■ JOB ■
Scale the lines of the listing from the one holding "Target: player's right hand" through the end of the listing, inclusive. Rewrite every one of them, requests too, with each coordinate value multiplied by 1.5 and rounded to a whole number, halves rounding up.

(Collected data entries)
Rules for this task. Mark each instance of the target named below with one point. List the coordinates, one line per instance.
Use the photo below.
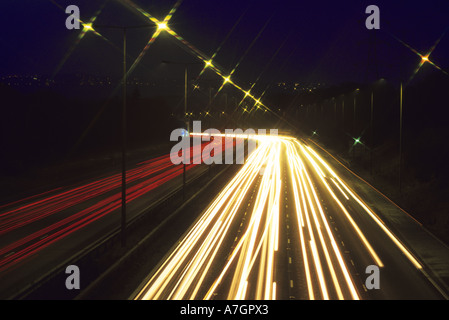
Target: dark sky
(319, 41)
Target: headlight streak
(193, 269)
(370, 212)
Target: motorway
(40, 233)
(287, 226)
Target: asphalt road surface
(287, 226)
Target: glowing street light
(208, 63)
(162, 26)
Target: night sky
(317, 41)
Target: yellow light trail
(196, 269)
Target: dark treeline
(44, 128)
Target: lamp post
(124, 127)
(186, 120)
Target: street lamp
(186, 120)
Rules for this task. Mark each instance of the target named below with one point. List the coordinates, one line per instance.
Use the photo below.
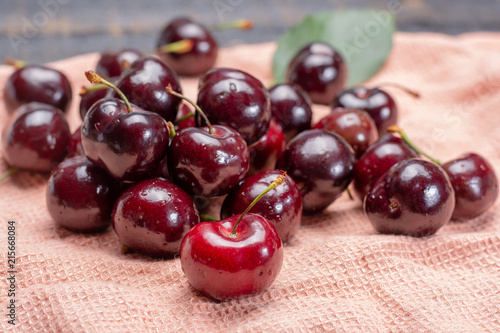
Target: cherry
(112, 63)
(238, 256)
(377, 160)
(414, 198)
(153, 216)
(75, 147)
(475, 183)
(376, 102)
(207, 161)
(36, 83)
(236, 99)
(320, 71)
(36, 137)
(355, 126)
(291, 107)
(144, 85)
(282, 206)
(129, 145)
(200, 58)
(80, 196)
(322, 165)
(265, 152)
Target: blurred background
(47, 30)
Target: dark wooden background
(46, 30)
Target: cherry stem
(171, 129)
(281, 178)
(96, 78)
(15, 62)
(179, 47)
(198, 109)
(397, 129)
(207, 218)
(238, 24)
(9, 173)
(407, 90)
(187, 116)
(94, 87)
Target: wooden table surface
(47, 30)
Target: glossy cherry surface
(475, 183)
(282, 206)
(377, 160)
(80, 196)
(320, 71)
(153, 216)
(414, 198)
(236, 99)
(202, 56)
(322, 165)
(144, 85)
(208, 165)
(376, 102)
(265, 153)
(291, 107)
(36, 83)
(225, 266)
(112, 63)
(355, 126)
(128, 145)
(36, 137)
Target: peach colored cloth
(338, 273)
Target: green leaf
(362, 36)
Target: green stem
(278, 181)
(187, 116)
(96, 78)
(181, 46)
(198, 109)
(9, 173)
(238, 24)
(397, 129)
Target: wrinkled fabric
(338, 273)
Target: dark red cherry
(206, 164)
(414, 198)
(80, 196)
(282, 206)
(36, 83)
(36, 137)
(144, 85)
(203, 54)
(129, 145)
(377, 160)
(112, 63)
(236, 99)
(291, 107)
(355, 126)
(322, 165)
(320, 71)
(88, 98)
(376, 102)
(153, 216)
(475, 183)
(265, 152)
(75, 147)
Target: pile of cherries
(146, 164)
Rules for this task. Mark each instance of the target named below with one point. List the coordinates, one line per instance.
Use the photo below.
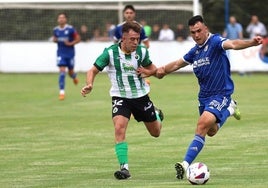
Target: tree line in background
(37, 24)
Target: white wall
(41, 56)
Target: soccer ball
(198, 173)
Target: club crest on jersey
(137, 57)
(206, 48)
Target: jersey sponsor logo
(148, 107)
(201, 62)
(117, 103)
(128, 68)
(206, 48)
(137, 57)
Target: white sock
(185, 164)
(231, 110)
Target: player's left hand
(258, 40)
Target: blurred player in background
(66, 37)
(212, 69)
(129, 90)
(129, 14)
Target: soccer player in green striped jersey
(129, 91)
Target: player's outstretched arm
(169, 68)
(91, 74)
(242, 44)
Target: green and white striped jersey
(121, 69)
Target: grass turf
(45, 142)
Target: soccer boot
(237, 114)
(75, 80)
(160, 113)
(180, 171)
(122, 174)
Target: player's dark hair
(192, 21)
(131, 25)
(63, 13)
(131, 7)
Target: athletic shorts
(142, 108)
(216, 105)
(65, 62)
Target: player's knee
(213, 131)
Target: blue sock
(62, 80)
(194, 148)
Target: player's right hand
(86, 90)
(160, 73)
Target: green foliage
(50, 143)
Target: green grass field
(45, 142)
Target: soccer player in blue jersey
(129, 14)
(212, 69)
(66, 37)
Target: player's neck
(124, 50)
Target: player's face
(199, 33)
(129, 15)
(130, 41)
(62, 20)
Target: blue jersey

■ ANSWER TO THIS TASK ■
Target: player's right hand
(129, 135)
(240, 110)
Target: green foliage
(75, 215)
Target: green grass field
(68, 213)
Target: soccer player in blue jersey
(194, 21)
(318, 104)
(99, 56)
Target: player's neck
(186, 75)
Target: player's face
(299, 50)
(194, 23)
(195, 62)
(93, 30)
Target: blue jersey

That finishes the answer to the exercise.